■ Raw data ■
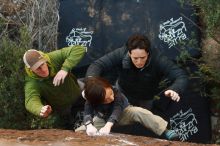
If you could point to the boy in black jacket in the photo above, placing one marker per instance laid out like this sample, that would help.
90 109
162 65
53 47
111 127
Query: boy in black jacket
106 105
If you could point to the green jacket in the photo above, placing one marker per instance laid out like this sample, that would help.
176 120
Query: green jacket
39 91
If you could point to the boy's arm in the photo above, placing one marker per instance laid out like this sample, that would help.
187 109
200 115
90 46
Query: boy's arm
32 99
87 119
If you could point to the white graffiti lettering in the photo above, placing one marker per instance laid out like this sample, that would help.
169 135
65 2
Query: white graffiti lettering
184 124
79 36
172 31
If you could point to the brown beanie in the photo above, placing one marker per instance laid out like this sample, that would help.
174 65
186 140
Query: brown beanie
33 59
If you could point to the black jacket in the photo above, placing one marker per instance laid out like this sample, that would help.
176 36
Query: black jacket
109 112
140 83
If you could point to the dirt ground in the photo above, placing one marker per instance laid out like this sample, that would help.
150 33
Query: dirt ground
55 137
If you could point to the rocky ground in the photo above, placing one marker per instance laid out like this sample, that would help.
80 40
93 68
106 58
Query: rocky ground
55 137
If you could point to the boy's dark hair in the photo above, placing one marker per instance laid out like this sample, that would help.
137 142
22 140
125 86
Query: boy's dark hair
138 41
95 89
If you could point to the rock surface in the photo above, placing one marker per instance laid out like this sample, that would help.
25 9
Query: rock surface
55 137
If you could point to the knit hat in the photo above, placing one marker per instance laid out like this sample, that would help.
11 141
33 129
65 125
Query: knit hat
33 59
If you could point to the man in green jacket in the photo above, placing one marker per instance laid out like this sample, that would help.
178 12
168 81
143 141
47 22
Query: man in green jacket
49 84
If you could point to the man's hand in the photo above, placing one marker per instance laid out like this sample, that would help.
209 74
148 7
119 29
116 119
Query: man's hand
91 130
45 111
59 78
106 129
173 95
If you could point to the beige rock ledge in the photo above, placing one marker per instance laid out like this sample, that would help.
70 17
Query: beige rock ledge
55 137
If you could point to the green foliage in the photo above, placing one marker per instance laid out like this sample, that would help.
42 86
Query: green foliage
12 112
12 79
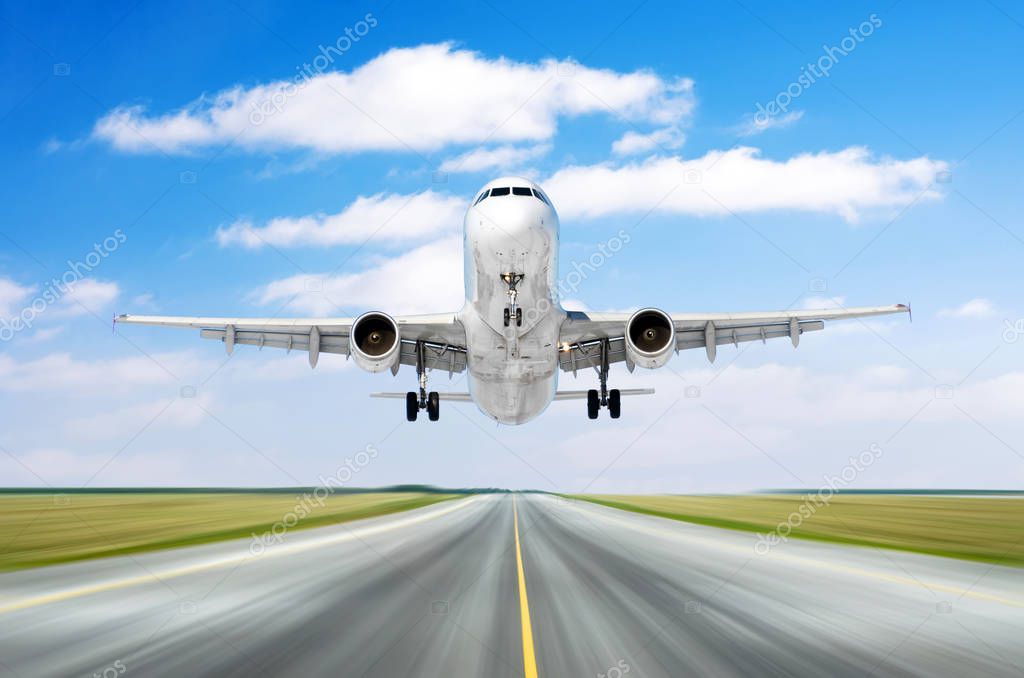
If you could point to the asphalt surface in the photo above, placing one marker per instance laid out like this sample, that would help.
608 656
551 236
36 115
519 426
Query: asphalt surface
434 592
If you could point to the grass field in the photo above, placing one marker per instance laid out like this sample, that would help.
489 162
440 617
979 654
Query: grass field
43 530
986 528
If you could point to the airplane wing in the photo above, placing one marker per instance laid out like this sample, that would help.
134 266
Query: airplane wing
441 335
583 333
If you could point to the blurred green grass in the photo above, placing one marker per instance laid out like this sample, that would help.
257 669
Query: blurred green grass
985 528
48 528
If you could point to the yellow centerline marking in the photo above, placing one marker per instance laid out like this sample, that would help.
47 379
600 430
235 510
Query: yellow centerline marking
226 561
528 658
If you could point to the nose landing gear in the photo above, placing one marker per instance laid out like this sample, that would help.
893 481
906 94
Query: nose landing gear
512 310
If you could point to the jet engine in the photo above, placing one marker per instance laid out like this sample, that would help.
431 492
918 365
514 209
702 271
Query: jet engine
650 338
375 342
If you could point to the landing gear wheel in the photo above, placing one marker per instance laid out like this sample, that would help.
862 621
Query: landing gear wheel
412 406
614 405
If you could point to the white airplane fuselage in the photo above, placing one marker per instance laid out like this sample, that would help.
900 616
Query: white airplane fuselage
512 369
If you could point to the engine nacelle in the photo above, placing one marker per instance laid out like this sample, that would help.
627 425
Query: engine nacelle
650 338
375 342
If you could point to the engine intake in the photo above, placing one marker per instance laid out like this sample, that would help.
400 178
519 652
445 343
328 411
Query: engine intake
650 338
375 341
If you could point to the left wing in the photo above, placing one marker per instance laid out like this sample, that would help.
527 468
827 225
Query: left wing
441 336
583 334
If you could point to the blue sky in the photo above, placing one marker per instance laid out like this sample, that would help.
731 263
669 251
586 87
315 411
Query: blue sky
894 178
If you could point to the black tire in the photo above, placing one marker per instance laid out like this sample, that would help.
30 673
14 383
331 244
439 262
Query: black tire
614 404
433 406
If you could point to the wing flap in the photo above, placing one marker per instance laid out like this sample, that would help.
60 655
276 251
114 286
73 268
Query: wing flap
328 343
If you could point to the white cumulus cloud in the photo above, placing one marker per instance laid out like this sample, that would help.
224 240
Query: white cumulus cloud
12 296
388 218
421 281
633 143
501 159
756 126
419 98
845 182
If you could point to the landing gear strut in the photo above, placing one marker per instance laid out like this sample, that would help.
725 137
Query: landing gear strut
603 397
512 310
422 400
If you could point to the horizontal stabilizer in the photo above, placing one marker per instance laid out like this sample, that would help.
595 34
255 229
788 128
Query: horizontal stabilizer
582 395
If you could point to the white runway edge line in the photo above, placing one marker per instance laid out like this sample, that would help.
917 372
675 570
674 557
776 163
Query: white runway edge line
811 563
228 561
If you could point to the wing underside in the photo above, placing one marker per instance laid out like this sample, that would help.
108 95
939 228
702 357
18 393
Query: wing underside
585 335
441 336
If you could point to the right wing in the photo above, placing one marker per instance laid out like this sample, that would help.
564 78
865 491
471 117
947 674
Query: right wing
583 333
442 336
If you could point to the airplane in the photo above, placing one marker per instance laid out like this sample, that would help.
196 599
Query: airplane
512 335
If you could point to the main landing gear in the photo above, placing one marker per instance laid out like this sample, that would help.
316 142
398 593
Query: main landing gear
512 310
422 400
603 397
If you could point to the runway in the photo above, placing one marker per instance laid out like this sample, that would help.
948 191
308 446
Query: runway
435 592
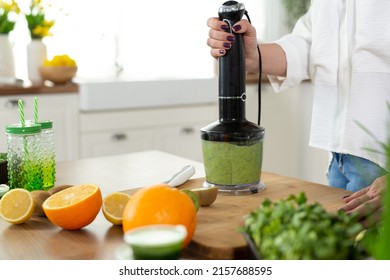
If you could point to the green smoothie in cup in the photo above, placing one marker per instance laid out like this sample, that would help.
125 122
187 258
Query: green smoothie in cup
232 163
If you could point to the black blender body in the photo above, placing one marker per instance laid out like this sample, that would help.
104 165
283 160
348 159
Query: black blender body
232 146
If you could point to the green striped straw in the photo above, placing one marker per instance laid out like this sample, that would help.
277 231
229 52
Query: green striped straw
23 122
36 109
21 112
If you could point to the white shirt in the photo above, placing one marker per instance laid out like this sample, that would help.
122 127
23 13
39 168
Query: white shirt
343 46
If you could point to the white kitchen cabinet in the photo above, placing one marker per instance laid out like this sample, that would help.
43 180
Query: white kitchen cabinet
61 108
171 129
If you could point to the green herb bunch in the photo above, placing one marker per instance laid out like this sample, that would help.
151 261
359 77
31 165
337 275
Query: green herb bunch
38 25
9 9
376 240
293 229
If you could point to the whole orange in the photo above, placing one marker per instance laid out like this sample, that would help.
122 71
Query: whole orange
74 207
160 204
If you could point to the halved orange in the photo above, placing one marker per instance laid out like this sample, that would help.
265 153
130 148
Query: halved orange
113 206
160 204
74 207
17 206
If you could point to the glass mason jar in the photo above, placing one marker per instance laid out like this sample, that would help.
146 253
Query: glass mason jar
24 155
48 154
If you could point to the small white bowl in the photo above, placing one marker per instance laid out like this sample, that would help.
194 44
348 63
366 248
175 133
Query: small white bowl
58 74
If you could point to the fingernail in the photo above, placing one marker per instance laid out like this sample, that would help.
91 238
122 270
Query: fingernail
237 27
230 38
227 45
225 27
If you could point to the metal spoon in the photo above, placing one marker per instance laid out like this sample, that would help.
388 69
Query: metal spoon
181 177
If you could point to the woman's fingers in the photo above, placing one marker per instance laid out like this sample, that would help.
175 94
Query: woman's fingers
369 213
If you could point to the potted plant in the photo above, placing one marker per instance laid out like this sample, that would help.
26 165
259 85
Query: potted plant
9 10
294 9
3 168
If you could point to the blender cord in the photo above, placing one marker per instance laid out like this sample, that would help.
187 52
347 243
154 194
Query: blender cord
260 74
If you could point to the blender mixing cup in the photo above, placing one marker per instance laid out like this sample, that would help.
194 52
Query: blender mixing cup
232 147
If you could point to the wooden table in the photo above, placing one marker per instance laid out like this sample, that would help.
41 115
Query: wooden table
39 239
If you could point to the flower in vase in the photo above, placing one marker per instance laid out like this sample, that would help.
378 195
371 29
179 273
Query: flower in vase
8 13
38 25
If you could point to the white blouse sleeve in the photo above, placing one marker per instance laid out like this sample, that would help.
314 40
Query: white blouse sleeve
297 46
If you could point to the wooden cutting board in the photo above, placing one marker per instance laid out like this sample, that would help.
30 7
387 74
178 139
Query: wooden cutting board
217 233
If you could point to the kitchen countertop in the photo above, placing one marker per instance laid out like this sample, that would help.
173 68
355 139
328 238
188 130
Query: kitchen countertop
39 239
41 89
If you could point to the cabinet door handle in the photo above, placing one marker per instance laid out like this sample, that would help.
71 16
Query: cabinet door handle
187 130
12 103
119 137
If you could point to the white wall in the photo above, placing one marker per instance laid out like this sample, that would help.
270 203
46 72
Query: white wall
286 117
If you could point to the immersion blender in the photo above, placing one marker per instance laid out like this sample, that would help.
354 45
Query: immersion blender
232 147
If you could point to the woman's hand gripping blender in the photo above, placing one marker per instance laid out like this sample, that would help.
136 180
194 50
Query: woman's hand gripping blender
232 146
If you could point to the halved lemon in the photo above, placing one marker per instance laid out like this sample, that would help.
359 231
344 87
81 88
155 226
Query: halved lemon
113 206
75 207
17 206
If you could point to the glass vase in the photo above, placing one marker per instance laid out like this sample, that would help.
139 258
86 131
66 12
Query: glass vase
7 62
36 55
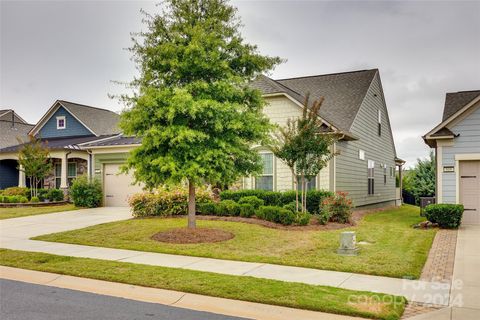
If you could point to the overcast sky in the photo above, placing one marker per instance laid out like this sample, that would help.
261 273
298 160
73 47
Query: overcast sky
73 50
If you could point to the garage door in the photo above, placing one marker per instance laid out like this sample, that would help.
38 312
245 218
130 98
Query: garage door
470 191
117 186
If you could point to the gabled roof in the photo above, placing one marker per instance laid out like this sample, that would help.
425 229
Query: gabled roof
456 104
343 92
454 101
96 120
10 132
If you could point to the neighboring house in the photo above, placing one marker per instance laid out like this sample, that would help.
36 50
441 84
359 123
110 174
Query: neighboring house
12 128
355 107
457 147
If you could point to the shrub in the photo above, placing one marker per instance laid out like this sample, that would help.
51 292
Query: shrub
275 198
17 191
338 207
446 215
165 202
302 218
247 210
56 195
228 208
83 192
206 208
253 200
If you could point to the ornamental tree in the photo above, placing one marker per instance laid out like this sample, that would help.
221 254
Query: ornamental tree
192 105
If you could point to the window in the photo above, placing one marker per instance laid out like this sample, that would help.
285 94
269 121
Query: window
379 122
384 174
371 177
61 122
361 154
71 172
311 184
265 180
58 175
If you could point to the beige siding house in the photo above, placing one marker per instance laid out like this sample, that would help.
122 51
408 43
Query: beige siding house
354 106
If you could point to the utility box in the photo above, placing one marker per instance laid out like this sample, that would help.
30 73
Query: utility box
348 244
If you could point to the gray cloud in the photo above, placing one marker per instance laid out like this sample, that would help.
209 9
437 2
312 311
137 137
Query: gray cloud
72 50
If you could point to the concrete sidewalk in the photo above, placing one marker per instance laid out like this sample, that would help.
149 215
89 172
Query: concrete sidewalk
15 234
172 298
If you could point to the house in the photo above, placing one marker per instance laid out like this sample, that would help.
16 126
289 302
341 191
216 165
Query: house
12 128
354 107
86 140
456 140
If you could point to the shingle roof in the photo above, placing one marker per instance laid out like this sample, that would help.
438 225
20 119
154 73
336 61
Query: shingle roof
454 101
9 133
115 141
100 121
58 143
343 93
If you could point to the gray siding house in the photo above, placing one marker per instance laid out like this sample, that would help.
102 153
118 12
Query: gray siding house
354 106
456 141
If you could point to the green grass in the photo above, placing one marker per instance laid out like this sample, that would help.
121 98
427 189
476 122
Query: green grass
294 295
395 249
8 213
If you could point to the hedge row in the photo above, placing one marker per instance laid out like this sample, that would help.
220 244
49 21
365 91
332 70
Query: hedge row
275 198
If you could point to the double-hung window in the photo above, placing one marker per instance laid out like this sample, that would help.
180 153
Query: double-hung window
265 180
371 177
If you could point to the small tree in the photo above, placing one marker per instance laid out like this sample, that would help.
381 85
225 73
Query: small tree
193 107
34 161
304 145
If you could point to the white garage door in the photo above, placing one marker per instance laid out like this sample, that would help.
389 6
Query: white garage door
470 191
117 186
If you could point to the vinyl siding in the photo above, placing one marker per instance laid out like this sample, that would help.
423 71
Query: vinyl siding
73 126
351 172
468 141
279 110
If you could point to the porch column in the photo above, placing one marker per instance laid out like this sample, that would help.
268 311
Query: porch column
63 176
21 177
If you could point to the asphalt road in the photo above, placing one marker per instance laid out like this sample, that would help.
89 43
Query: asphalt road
25 301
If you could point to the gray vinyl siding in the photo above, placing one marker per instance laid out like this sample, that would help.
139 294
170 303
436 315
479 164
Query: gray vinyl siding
467 141
351 172
73 126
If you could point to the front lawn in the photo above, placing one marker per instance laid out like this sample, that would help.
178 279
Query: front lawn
294 295
394 248
7 213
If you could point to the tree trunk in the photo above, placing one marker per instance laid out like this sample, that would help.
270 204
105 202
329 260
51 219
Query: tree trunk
191 205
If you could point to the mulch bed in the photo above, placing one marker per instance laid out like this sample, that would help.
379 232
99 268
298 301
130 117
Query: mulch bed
357 215
197 235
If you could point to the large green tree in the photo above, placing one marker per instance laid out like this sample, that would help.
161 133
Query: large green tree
192 104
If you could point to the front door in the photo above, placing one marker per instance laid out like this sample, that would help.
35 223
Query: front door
470 191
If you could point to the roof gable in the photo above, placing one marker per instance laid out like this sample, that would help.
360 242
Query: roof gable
343 93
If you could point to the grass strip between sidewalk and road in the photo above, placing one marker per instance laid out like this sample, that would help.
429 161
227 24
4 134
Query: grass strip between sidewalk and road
8 213
273 292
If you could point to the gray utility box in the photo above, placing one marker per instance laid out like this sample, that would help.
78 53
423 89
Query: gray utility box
348 244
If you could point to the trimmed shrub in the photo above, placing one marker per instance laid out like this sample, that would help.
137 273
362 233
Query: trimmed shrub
83 192
17 191
338 207
302 218
56 195
228 208
253 200
274 198
447 216
166 202
247 210
206 208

■ Requirement ■
In the entries above, find the line that contains "If you could point to the green jacket", then repeat exactly every line from the first one through that line, with no pictures.

■ Response area ■
If you could point to the boy in black jacket in the photo above, placing one marker per instance laid out like this sample, that would help.
90 109
162 65
53 47
111 127
Query: boy in black jacket
106 105
If you could point to the green jacket in the photo above, placing one marker per instance laid out like this sample, that would help.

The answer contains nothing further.